Supplied information:
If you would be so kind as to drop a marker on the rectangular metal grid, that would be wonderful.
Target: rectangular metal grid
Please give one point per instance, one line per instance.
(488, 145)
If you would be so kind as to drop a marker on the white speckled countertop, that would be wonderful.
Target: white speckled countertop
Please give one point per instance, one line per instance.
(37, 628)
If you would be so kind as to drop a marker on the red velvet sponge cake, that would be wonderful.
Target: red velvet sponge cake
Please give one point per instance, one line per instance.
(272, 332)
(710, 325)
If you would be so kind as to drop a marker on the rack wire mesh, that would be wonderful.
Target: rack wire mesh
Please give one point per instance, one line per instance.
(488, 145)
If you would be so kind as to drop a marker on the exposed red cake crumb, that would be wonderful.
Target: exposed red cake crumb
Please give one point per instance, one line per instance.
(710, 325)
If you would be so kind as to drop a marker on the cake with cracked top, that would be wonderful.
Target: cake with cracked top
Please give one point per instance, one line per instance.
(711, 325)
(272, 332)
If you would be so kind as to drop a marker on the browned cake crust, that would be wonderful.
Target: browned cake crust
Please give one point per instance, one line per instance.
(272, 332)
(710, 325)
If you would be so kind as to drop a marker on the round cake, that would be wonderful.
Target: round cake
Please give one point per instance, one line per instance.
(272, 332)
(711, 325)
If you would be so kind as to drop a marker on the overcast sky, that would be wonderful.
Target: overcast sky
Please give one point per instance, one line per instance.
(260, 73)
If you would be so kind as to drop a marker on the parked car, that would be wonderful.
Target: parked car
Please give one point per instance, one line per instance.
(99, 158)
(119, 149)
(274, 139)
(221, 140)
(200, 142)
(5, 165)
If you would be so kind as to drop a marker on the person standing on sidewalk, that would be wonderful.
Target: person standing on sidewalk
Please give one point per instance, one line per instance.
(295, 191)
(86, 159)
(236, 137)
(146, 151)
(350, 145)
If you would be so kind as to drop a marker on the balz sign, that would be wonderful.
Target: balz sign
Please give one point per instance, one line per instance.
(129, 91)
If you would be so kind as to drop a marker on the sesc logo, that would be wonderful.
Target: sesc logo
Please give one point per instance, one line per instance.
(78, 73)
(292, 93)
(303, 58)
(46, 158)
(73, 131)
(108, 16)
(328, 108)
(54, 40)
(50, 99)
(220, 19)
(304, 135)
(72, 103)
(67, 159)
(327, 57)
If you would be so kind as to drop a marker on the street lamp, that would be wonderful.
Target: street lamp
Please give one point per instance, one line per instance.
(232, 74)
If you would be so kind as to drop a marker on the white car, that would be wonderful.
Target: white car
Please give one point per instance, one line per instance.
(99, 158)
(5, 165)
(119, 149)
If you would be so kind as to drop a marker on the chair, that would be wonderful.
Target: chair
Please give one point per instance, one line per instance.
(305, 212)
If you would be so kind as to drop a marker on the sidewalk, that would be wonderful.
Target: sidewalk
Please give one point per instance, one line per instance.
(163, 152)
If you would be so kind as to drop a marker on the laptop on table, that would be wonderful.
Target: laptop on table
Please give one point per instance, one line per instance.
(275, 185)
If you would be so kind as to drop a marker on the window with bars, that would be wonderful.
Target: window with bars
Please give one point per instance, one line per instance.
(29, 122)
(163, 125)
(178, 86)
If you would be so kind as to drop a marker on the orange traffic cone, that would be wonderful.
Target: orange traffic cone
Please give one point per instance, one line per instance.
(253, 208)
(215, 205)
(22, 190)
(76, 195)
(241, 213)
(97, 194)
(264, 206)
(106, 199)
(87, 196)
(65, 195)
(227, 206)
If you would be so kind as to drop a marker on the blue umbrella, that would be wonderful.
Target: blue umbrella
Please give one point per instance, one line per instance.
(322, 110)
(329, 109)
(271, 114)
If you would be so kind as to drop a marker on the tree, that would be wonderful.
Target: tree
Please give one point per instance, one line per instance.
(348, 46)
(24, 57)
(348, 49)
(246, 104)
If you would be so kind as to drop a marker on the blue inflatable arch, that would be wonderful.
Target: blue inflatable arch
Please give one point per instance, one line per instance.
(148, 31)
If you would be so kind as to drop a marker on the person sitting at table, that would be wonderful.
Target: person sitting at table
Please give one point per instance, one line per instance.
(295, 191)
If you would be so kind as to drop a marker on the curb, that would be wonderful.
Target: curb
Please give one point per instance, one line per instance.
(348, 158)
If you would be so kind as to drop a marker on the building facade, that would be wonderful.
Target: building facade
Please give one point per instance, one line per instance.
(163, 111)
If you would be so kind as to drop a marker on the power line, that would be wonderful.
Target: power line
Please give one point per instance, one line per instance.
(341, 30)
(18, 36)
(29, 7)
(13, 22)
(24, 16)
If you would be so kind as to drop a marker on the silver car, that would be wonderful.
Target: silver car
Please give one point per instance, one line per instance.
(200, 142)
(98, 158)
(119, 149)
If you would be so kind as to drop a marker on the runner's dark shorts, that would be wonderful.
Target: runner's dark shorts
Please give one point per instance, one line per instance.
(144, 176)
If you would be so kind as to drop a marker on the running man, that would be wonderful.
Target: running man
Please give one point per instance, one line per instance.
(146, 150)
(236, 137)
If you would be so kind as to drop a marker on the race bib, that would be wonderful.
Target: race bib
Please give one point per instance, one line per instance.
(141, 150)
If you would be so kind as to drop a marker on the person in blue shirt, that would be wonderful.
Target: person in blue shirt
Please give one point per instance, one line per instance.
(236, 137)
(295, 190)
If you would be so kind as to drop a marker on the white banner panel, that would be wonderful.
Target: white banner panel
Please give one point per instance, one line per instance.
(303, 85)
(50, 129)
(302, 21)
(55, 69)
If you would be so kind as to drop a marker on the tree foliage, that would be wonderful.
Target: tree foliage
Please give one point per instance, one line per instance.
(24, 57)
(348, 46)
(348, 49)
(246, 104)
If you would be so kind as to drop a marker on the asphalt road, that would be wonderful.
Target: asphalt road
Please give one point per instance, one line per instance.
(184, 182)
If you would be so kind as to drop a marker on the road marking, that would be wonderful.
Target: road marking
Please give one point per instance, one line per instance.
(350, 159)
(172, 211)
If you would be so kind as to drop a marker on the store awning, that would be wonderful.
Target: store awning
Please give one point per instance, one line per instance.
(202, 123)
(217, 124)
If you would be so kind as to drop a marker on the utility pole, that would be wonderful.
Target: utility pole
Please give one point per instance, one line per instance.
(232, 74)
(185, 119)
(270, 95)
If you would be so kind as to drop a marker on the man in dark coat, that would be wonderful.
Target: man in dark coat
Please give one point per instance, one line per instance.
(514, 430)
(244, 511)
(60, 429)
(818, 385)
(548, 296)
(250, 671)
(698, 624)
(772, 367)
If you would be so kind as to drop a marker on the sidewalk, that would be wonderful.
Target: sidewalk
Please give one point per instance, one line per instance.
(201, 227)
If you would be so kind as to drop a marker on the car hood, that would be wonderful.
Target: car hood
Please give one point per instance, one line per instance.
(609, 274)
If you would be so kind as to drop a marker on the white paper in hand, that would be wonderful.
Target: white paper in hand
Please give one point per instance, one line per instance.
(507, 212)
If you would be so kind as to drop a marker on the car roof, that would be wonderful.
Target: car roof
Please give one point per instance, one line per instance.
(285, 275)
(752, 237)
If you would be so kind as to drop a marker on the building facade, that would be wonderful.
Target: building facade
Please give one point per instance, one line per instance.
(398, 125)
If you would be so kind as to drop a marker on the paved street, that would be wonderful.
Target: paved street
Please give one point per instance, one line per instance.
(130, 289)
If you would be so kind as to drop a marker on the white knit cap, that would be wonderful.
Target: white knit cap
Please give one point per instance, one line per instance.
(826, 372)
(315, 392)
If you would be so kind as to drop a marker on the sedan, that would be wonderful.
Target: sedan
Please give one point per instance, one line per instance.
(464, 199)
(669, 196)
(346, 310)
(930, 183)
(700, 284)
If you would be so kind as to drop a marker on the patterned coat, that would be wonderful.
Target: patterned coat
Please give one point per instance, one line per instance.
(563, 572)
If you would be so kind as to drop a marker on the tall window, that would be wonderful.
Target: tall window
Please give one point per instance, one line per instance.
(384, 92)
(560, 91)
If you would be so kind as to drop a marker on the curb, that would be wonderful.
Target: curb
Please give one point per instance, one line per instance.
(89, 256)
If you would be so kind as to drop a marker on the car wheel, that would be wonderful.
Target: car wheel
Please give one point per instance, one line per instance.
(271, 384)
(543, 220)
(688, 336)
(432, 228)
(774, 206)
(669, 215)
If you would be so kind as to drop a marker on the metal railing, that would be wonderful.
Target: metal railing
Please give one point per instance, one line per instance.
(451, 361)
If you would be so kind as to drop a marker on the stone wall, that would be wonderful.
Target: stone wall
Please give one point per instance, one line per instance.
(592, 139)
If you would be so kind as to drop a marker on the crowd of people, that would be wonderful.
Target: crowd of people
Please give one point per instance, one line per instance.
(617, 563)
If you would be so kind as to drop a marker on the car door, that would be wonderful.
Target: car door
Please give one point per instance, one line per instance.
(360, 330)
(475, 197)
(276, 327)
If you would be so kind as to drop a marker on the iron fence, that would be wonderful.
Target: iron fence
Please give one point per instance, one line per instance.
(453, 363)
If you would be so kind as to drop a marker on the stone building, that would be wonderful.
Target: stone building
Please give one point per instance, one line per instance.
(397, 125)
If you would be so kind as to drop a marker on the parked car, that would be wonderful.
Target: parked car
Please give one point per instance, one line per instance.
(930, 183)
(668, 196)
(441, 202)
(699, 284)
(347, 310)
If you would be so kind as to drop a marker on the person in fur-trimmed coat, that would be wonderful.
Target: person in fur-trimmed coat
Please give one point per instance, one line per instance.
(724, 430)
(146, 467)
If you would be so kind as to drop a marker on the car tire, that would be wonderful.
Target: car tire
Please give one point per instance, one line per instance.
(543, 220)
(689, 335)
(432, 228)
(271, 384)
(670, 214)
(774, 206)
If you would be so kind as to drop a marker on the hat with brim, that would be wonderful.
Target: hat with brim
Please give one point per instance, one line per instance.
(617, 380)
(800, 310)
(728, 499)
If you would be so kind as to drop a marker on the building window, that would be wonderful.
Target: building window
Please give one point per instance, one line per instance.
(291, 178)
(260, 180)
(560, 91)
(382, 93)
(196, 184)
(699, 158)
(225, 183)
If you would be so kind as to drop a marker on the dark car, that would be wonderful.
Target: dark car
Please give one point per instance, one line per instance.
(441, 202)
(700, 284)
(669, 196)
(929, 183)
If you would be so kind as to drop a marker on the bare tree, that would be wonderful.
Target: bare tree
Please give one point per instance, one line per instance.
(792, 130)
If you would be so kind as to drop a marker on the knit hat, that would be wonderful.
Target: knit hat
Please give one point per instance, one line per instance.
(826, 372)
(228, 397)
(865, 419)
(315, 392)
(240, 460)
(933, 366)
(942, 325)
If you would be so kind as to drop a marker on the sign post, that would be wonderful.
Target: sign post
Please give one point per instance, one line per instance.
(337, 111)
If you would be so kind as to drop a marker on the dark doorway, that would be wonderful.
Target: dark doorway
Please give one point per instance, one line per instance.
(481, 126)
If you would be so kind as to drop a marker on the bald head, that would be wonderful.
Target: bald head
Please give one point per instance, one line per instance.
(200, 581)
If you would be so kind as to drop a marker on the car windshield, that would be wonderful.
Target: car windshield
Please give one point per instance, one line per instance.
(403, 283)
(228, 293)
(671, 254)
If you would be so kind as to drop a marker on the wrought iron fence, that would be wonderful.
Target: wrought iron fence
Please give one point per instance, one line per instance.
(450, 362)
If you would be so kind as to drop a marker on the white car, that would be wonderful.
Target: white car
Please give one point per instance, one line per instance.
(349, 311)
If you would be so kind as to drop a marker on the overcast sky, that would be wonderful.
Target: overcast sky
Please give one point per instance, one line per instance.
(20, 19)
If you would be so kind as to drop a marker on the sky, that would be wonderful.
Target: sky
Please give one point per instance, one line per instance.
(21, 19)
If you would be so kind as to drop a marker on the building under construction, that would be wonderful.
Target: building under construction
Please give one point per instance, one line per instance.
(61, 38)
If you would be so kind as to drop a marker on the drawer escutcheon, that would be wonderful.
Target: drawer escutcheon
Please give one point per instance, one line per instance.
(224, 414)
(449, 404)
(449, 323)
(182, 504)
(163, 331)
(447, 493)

Your goal: What are the lines from the one with "the sky, that would be wonderful." through the last line of the records above? Quote them exactly and add nothing.

Result below:
If you would be so kind as to drop a marker on the sky, that would be wonderful.
Target: sky
Please give one point per instance, one line per instance.
(21, 19)
If you would be so kind as to drop a marker on the building under construction, that would be wonderful.
Target: building under construction
Please give one point per instance, one line per instance.
(61, 38)
If you would be so kind as to drop a marker on the drawer escutcheon, that would be wonderful.
Target: drawer escutcheon
Please give one point per instance, one line per instance.
(224, 414)
(449, 404)
(449, 323)
(182, 504)
(163, 331)
(447, 493)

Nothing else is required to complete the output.